- Testo
L’8 e il 9 Giugno ci sarà il referendum su 5 quesiti che riguardano i licenziamenti senza giusta causa, la precarietà, la sicurezza sul lavoro e la cittadinanza per i lavoratori immigrati.
Sarà un referendum abrogativo. Sarà necessario il quorum e sarà necessario votare SÌ per dire NO.
Ciò che faremo è di andare a votare e dire 5 volte SÌ. Questo è il dato di fatto.
Però riteniamo utile costruirci sopra un ragionamento critico.
Quando si parla di “diritti” in realtà stiamo parlando dei rapporti di forza generali tra le classi. I “diritti”, e quindi le leggi che li regolano, sono infatti una fotografia di tali rapporti di forza. Essi sono in continuo movimento perché sono il riflesso del conflitto tra Capitale e Lavoro.
Dobbiamo anche precisare che il tema dei “diritti” è specifico del governo del Capitale quando questo assume la forma della democrazia, liberale o autoritaria a seconda della compressione dei diritti stessi.
In conclusione, dietro al “diritto”, sta la forza materiale delle classi subalterne di arginare il potere della classe borghese.
Questo è e sarà fin quando i rapporti di forza tra la classi non saranno ribaltati.
Come la storia ci dimostra non esistono “diritti acquisiti”. Le conquiste di una fase infatti possono essere attaccate e perse in fasi successive. Anche oggi stiamo vivendo questo, basti pensare al Decreto sicurezza.
Per noi la via maestra per modificare i rapporti di forza, e quindi ad oggi conquistare “nuovi diritti”, è la lotta.
Quindi ci chiediamo ogni volta come, ogni nostra azione, ogni strumento che mettiamo in campo, stia in relazione alla lotta stessa: se ne può agevolare la crescita, se la può mettere in discussione o addirittura ipotecare.
Parliamoci chiaro e oltre gli slogan. Il referendum, e il voto più generale, non sono la rivolta. Anzi, usare uno slogan come questo rappresenta un livello di arretramento culturale e politico: esso implica il rifiuto di ogni pratica che esca dalla legalità borghese.
Il referendum può essere uno strumento di cui, considerate determinate circostanze e variabili, la lotta si dota per segnare il culmine di una mobilitazione e scattare una “nuova fotografia” dei rapporti di forza. Ciò significa anche la capacità di mettere a verifica la nostra forza materiale, nel caso la classe al potere non dia seguito all’esito del voto popolare.
Il referendum non è uno strumento neutro.
Non lascia invariate le forze in campo: quelle della lotta, quelle del suo contenimento e quelle più marcatamente reazionarie.

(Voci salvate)
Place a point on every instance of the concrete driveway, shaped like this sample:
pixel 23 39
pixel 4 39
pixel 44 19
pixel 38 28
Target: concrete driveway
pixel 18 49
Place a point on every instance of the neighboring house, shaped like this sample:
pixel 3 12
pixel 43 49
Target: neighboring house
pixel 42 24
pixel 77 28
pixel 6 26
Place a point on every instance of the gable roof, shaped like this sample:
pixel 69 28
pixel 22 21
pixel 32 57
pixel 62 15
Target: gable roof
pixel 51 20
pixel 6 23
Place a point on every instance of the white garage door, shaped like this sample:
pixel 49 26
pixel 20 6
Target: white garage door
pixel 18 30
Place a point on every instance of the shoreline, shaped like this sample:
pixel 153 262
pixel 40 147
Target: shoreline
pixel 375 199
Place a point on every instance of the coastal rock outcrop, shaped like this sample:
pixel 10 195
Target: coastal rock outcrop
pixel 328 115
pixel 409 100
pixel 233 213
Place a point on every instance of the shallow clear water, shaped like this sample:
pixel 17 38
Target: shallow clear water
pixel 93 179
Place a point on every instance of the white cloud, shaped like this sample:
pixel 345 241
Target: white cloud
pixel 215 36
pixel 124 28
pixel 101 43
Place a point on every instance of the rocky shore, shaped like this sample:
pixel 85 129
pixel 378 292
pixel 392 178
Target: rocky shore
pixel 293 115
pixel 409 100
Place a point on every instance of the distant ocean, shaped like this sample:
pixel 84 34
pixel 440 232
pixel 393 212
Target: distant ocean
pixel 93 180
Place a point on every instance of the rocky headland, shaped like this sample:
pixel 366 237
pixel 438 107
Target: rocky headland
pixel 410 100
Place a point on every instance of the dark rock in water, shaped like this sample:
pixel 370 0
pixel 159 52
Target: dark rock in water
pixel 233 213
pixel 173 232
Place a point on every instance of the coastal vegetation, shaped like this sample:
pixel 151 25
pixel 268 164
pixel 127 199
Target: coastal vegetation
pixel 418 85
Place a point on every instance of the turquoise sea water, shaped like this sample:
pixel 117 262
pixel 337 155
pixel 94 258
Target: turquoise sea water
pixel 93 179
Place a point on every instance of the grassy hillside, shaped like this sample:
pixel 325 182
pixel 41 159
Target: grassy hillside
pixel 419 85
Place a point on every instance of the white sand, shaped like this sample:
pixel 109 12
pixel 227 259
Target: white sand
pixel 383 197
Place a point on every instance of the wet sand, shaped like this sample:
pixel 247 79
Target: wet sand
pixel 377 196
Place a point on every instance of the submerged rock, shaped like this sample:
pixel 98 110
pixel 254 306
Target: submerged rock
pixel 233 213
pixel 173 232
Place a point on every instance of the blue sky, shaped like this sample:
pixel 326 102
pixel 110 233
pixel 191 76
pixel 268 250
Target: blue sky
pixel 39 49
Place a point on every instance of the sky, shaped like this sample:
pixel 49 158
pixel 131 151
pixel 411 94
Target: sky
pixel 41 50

- Consegna A
Secondo il testo sul referendum, in quali giorni si terrà il voto?
- Consegna B
Riproduci parola per parola la parte del testo sul referendum che comincia con le parole contenenti "Il referendum può" e termina con "più marcatamente reazionarie.".
- Consegna C
Riprendi il testo sul referendum e proseguilo da dove si ferma.
Le voci sono materiale a sé, distinto dal testo.

- Risposta giusta A
L’8 e il 9 giugno.

- Risposta giusta B
Il referendum può essere uno strumento di cui, considerate determinate circostanze e variabili, la lotta si dota per segnare il culmine di una mobilitazione e scattare una “nuova fotografia” dei rapporti di forza. Ciò significa anche la capacità di mettere a verifica la nostra forza materiale, nel caso la classe al potere non dia seguito all’esito del voto popolare.
Il referendum non è uno strumento neutro.
Non lascia invariate le forze in campo: quelle della lotta, quelle del suo contenimento e quelle più marcatamente reazionarie.

- Risposta giusta C
Un referendum già a partire dal suo annuncio, passando per la sua costruzione e fino all’esito del voto, entra in dialettica con la lotta determinandone passaggi e scelte.
Se andassimo ad un’analisi più approfondita dei referendum del 1985 sulla scala mobile, del 2003 sull’estensione dell’articolo 18 ai lavoratori delle imprese sotto i 15 dipendenti e del 2011 su acqua e nucleare avremmo una restituzione dei vari aspetti di cui stiamo parlando.
Ora torniamo a concentrarci sul referendum dell’8 e 9 Giugno.
Questo referendum arriva in un momento in cui non vediamo una lotta di massa svilupparsi sui temi toccati dal referendum.
Tantomeno l’obiettivo di raggiungere il quorum è stato l’innesco di mobilitazione a partire dai posti di lavoro.
Giusta la denuncia sulla censura del referendum, ma rimane fine a stessa senza il tentativo di mettere in campo un’azione di lotta volta a romperla: non ci sono stati scioperi, picchetti e assemblee sui posti di lavoro che si contrapponessero all’oscuramento mediatico del referendum.
Arrivare al lancio di un referendum ritenendo che lo Stato e i suoi organi di informazione sia neutrali è, nella migliore delle ipotesi, dilettantismo.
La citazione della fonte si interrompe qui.